Using the forum post below, explain in one to three sentences why the writer questions spaying the cat.

● GIVEN PASSAGE:
────────────────────

Why does the infection usually happen again after a first time? I just ask because I've never heard of this. We never had a problem with recurrence in these situations, at least on the farm but maybe house pets are different? Once, with a girl with a horrible infection, we had to clean her out with a hose once a day and she had absolutly no issues later after that, along with antibiotics etc. If the baby somehow died and then the infection happend, what makes you think that it will inevitably happen again? Then, if the infection happened, then the kitten died, why do you think that would happen again? Why does the vet think the kitten is dead? I think since the situation has escaladed, at least a c-section is in order like NOW. Is there no other vets willing to do an ultrasound to confirm the death of the kitten? If the vet I went to was uncaring and unknowledgable in a life or death situation like this, I would definatly find another vet ASAP for a second opinion. I'm not trying to be rude, I promise, or even try to turn this into a debate as I don't know exactly how sick the cat is, how elevated her white count is, etc. Just that if she has a nice breeding queen and there is some other way to fix this issue without endangering her further than needed, like bad odds of survival, and there is no reason to assume the infection can't be solved through any other meens, why spay her? Noone knows what the situation is exactly, and I know at least I am not a vet, though I do give shots, basic vet care, sub q fluids, and have assisted in hundreds of births, I even broke a finger once turning a breach when I miscalculated a contraction...ouch. She needs to find out all her options at a vet that cares and knows what they are talking about, am I right?

────────────────────

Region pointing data

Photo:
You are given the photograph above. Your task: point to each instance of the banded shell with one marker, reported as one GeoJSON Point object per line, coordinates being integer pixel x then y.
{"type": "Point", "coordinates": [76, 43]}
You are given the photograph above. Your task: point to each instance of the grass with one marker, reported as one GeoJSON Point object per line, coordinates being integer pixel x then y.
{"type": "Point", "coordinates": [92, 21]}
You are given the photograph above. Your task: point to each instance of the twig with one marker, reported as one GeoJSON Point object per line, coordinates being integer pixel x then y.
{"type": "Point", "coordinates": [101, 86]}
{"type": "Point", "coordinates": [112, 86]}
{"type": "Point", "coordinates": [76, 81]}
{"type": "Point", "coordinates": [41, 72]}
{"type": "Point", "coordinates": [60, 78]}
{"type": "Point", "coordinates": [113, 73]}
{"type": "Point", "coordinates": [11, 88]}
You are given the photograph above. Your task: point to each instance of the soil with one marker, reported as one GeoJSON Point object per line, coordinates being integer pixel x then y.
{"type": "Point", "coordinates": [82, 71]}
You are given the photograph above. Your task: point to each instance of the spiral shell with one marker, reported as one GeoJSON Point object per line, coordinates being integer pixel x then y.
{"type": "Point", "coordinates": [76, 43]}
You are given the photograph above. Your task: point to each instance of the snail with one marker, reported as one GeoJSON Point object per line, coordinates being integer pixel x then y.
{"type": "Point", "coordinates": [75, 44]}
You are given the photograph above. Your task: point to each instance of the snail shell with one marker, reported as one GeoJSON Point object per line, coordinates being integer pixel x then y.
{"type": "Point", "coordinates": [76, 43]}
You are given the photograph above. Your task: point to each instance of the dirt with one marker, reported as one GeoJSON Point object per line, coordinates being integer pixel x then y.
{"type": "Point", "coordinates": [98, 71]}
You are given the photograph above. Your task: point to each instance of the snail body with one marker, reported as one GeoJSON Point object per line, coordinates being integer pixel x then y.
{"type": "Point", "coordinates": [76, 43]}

────────────────────

● EXERCISE ANSWER:
The writer argues that if she is a good breeding queen and there is no reason to assume the infection can't be solved by other means, she should not be spayed. This holds if another fix would not endanger her more than needed.